WHAT TO WORK ON: Write every line of the material out exactly as shown.

====================

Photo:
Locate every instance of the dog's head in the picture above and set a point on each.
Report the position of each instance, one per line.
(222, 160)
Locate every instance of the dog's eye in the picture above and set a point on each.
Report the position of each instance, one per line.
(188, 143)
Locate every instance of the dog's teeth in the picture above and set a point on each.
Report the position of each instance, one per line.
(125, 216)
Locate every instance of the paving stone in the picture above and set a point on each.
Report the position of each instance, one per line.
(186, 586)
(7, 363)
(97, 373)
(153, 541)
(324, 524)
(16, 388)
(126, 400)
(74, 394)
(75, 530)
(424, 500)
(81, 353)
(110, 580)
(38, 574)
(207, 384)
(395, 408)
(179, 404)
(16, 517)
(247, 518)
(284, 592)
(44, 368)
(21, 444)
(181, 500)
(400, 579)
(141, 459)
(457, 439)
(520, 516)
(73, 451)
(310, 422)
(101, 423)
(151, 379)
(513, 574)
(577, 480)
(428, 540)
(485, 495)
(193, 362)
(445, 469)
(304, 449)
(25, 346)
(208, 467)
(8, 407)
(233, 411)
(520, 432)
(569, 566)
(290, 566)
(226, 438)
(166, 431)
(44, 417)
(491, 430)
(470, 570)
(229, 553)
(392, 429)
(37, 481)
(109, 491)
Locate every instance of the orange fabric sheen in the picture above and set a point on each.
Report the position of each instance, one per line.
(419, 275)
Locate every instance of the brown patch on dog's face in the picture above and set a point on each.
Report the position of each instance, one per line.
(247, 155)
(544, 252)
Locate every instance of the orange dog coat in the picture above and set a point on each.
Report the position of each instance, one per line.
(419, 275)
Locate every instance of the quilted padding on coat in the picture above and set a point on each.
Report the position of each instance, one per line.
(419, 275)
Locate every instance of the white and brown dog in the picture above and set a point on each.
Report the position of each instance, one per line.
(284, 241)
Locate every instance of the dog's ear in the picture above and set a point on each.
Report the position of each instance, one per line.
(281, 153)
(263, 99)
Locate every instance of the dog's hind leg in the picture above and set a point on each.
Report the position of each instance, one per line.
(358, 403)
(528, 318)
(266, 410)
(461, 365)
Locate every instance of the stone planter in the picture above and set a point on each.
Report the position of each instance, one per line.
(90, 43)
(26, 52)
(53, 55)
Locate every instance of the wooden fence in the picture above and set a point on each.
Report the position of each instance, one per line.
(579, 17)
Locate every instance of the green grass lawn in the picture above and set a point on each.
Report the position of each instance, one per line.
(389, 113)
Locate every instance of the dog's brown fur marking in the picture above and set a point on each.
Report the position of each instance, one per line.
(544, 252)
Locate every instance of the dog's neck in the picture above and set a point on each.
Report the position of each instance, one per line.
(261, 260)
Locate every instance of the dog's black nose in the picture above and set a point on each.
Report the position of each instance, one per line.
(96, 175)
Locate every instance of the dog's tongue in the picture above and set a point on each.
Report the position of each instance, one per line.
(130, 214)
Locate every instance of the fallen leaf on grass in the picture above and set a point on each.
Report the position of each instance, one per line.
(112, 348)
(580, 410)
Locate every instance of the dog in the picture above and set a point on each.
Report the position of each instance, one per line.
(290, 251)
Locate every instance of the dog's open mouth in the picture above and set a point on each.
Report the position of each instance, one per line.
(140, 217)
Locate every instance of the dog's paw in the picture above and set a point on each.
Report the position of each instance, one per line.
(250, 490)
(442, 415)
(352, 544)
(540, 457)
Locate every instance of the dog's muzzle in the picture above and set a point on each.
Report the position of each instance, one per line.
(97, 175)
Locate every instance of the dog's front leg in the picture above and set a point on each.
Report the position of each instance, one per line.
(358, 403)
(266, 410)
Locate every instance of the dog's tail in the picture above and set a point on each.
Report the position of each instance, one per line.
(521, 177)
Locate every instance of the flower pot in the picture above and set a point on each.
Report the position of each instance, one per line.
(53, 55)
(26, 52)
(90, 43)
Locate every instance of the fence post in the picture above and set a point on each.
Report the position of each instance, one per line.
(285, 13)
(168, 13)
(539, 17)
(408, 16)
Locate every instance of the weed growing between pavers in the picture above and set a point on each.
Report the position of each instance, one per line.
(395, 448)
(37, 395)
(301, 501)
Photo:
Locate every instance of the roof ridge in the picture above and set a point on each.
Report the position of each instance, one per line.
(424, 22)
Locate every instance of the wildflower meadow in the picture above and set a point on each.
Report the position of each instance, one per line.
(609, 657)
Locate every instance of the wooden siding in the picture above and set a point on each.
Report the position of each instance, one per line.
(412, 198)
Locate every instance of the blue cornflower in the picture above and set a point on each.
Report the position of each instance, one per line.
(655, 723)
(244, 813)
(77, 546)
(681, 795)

====================

RESPONSE TO THIS TASK:
Photo:
Locate every instance of the dog's head in the picture above and set a point on each.
Report the position of each instance, one per line.
(222, 160)
Locate every instance of the dog's eye in the picture above and set a point on each.
Report the position of each instance, one per line.
(188, 143)
Locate every instance of the dog's teeth in the picture above and set a point on each.
Report the position of each instance, one per line.
(125, 216)
Locate every instance of the paving stone in the picture above and set a point on each.
Report the position of each instance, one per line.
(186, 586)
(7, 363)
(97, 373)
(153, 541)
(324, 524)
(16, 388)
(126, 400)
(74, 394)
(75, 530)
(424, 500)
(81, 353)
(110, 580)
(38, 574)
(207, 384)
(395, 408)
(179, 404)
(16, 517)
(247, 518)
(284, 592)
(44, 368)
(21, 444)
(181, 500)
(400, 579)
(141, 459)
(457, 439)
(520, 516)
(73, 451)
(310, 422)
(101, 423)
(151, 379)
(513, 574)
(577, 480)
(428, 540)
(485, 495)
(193, 362)
(445, 469)
(304, 449)
(25, 346)
(208, 467)
(8, 407)
(233, 411)
(520, 432)
(569, 566)
(290, 566)
(226, 438)
(166, 431)
(44, 417)
(491, 430)
(470, 570)
(229, 553)
(392, 429)
(37, 481)
(109, 491)
Locate every instance of the orange fabric sheen in the picture above and set a point on each.
Report the position of each instance, one per line.
(419, 275)
Locate every instance of the brown patch on dog's face in the picture above and set a point on each.
Report the position of each instance, one per line.
(247, 155)
(544, 252)
Locate every instance of the orange dog coat in the picture above and set a point on each.
Report the position of each instance, one per line.
(419, 275)
Locate every instance of the quilted padding on coat in the picture above and set a point on each.
Report the position of each instance, one per line.
(419, 275)
Locate every instance of the white and brown dog in the picture above and set a point on each.
Report the position of each instance, one per line.
(284, 241)
Locate every instance of the dog's ear in the picture above and set a point on each.
Report the position of each instance, one per line.
(281, 153)
(263, 99)
Locate every instance of the dog's hind leg in the picture above and set a point on each.
Report the position of each instance, one per line.
(358, 403)
(528, 318)
(266, 410)
(461, 365)
Locate every instance of the stone planter in the picture above and set a point on each.
Report the position of each instance, one per line.
(90, 43)
(26, 52)
(53, 55)
Locate every instance of the wooden fence in the picture above and set a point on each.
Report the position of each instance, one per line.
(579, 17)
Locate every instance of the green grass lawn in the picture above and set a point on each.
Report the position of each instance, one per line.
(389, 113)
Locate every instance of the dog's brown fur marking in the picture above and set a point on each.
Report the position of each instance, one per line.
(544, 252)
Locate every instance of the dog's neck in the picture above and set a point on each.
Report the position of each instance, one per line.
(261, 260)
Locate every instance of the dog's black nose in the picture above and set a point on each.
Report the position of each instance, one per line.
(96, 175)
Locate every instance of the dog's tongue in the picture above and set a point on each.
Report the position of each instance, one per line.
(130, 214)
Locate every instance of the fallen leaf on grass in the picture above and set a point on each.
Report the position of each instance, one per line.
(112, 348)
(580, 410)
Locate every instance of the dog in the picture above and set a point on each.
Report the position of each instance, one per line.
(290, 251)
Locate every instance of the dog's open mouth in the picture above and set a point on each.
Report the position of each instance, one per line.
(140, 217)
Locate every instance of the dog's paw in the picture above and set a point on each.
Report the position of each instance, one per line.
(250, 490)
(442, 415)
(352, 544)
(540, 457)
Locate every instance of the dog's muzzle in the picture above and set a point on each.
Report the position of each instance, one per line.
(97, 175)
Locate every instance of the dog's front leg in the picture above and set a point on each.
Report the position of each instance, one per line.
(358, 403)
(266, 410)
Locate every instance of the dog's tail in the picture above and set a point on each.
Report the position of each instance, one per line.
(521, 177)
Locate every instance of the flower pot in the picture above and set a point on each.
Report the position of each instance, one per line.
(53, 55)
(26, 52)
(90, 43)
Locate every instance of the fence post in the picture above and set a point on each.
Report the position of each instance, one per line.
(285, 13)
(168, 13)
(539, 17)
(408, 16)
Locate every instance of the weed growing between pavers in the picture above and set a point on each.
Report the position of each instance, one per line.
(395, 448)
(37, 395)
(301, 501)
Photo:
Locate every instance of the roof ridge in the picture above and set a point on each.
Report the position of each instance, one per line.
(424, 22)
Locate every instance of the wildflower meadow in the picture above and set a point on each.
Report the position of each instance, one per line.
(609, 657)
Locate every instance of the wooden siding in the picture above and set a point on each.
Report the position of each instance, one per line.
(412, 198)
Locate every instance of the blue cornflower in the picture above and set a point on each.
Report the position of each instance, one per line.
(655, 723)
(244, 813)
(77, 546)
(681, 795)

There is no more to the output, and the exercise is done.